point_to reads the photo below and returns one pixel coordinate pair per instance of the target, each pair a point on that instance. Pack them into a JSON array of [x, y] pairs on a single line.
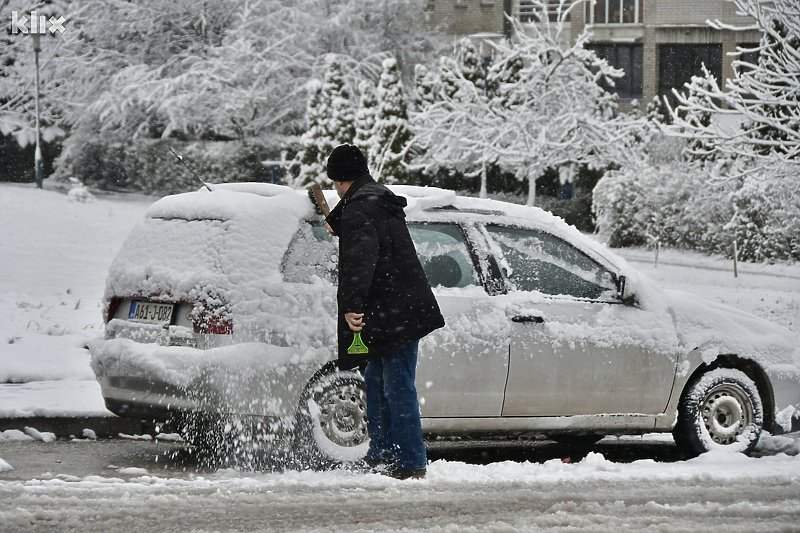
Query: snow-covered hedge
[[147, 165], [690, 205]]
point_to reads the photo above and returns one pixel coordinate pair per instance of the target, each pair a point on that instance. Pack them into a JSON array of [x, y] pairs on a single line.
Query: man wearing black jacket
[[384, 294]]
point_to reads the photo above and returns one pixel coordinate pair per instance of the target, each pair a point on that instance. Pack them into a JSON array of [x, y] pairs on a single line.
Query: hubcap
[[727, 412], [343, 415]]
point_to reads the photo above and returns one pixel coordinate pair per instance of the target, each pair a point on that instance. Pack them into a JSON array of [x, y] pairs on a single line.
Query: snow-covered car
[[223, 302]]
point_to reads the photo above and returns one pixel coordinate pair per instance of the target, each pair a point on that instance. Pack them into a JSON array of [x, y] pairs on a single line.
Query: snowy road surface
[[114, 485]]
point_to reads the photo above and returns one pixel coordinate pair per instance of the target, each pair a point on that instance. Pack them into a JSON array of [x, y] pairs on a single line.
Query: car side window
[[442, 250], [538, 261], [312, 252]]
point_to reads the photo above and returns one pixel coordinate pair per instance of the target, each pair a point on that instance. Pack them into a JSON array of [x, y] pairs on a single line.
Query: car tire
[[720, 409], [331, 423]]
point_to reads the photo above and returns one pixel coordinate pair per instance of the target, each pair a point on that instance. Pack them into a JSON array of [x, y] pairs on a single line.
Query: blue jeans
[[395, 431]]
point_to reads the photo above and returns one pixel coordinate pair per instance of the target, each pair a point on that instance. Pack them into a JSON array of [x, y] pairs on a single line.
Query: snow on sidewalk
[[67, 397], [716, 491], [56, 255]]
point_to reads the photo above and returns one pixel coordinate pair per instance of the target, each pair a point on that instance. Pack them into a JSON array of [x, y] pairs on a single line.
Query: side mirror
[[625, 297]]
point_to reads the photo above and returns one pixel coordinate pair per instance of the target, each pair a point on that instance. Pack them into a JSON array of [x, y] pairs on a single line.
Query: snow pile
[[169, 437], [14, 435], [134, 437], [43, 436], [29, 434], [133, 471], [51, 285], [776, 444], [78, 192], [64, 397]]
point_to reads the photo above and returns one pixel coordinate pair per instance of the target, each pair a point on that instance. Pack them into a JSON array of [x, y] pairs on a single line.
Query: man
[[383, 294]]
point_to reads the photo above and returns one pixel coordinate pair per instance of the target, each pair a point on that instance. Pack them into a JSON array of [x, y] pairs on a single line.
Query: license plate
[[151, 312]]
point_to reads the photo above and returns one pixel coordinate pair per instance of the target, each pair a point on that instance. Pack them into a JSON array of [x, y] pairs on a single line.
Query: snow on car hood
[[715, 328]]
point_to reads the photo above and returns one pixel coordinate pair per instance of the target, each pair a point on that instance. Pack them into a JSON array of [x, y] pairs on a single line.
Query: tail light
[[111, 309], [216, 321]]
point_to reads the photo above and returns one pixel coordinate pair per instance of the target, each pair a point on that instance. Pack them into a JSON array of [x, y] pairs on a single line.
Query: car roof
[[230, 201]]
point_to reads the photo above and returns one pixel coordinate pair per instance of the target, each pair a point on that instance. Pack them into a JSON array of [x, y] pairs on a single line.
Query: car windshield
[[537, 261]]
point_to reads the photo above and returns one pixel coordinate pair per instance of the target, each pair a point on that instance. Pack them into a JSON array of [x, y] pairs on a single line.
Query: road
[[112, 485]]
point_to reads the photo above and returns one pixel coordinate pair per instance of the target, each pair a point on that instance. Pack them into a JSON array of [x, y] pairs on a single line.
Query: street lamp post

# # # # # # #

* Exercise objective *
Exclude the pictures and give back the rest of the data above exactly as written.

* Result *
point_to reads the photo below and returns one pixel coordinate pair per instance of the target, each pair a point on that instance. Pack them into a JSON array of [x, y] pairs on a single line.
Query: snow-covered hedge
[[147, 165], [690, 205]]
point_to reads the photo above and returns one pixel coordinate pair per instance of the target, each pair a point on that instance. Pack them into a JSON array of [x, y] pairs on a single line.
Query: man wearing black jacket
[[384, 294]]
point_to reads the photo above and returns one pixel coordinate pair per instance of the target, each pair a point on that instance. Pack them into a JSON array of [x, y] pairs on a single line.
Query: hubcap
[[727, 412], [343, 415]]
point_to reads the photo above and returns one pixel coordinate pair per instance of the target, each pair a point on that instance. Pack them into a JSON array of [x, y] pairs on a single line.
Query: snow-covered car
[[223, 302]]
point_to reads the photo above and returns one pixel coordinate pair per instance of the target, each pair a point on that instance. Pack them into a JSON array of [x, y] pairs on a single line.
Query: snowy road surface
[[114, 485]]
point_to reads the photo above and returns one pixel coordinate pair per instance of the target, each pair a point on that instance. Pack them into a JSON array of [x, y] pairs on a single line.
Query: car side window
[[442, 250], [538, 261], [312, 252]]
point_to reads the photo above and returns one pixel coordinate pair per instance of the target, each pair a point on that instance. Pack them into a JSON array of [x, y] pairs on a single line.
Query: car tire
[[720, 409], [331, 423]]
point_to reads the photo above and returns one pixel coordinate pair per instance of the target, each pair a point on that instance. Pack them into a JSON array of [x, y] pairs on a single line.
Query: blue jeans
[[395, 431]]
point_to reads the photo above and returns one pixel coordinate pair per instance of the target, each pair a point on that instance. Pack them into a JSON array of [x, y] pairs on a single line.
Query: snow on sidewalk
[[67, 397], [716, 491], [56, 255]]
point_to reads the photo above and returns one pixel coordinate pair per instance of the target, each pair a point on that instance. Pack them into a JSON array of [x, y] pairs on a single line.
Query: side mirror
[[625, 297]]
point_to reads the photo above and returns one pixel coordinate pair per instance of the target, each pair a point on that instance. Pack them into a JSON array of [x, y] pairs on a single line.
Query: snow pile
[[169, 437], [14, 435], [134, 437], [43, 436], [29, 434], [133, 471], [51, 285], [776, 444], [78, 192], [64, 397]]
point_to reads the photo above and returns one pixel coordinate pair per instance of the target, each pair a point on that instance. Pack them into a JSON array of [x, y] pairs on a single line.
Query: man
[[383, 294]]
point_to reads the photo above and returns one pixel coordinate pair per instance of the target, each pair a point on that instance. Pack them into a JSON array of [x, y] pairs on a single line.
Query: license plate
[[151, 312]]
point_to reads the photo above and returns one pixel coordinate pair per instance of the target, each pair a point on that instance. Pack them into a JSON array of [x, y] pairs on a single line.
Query: snow on car hood
[[715, 328]]
point_to reads the photo above and returns one pixel coordinate pair per instance of the target, each pair a point on that instance. Pack them into a JSON array of [x, y] pairs on a single line.
Query: tail light
[[111, 309], [216, 321]]
point_to reads the photo above and returns one pixel coordinate pair per instance of the target, each pair a point on that instance. Pack them into a JSON array of [x, y] pairs on a single line.
Query: car roof
[[230, 201]]
point_to reads the photo above and returns one pixel coordinate pair per instance of the target, each pair a point on that instance. Pack them into a JSON array of [x, y] pairs on a single line.
Query: car windshield
[[537, 261]]
point_to reads the photo above and returns one pixel coordinate pair per instance of the target, each pair a point on that instance. Pack them into a JSON array of [x, y] pairs on a single line.
Query: road
[[112, 485]]
point_to reads the photo above and returns one pixel coordinate pair per instance of the target, each pair a point on that instance. Pack them into a JSON array of [x, y] pairs on a single line.
Query: street lamp post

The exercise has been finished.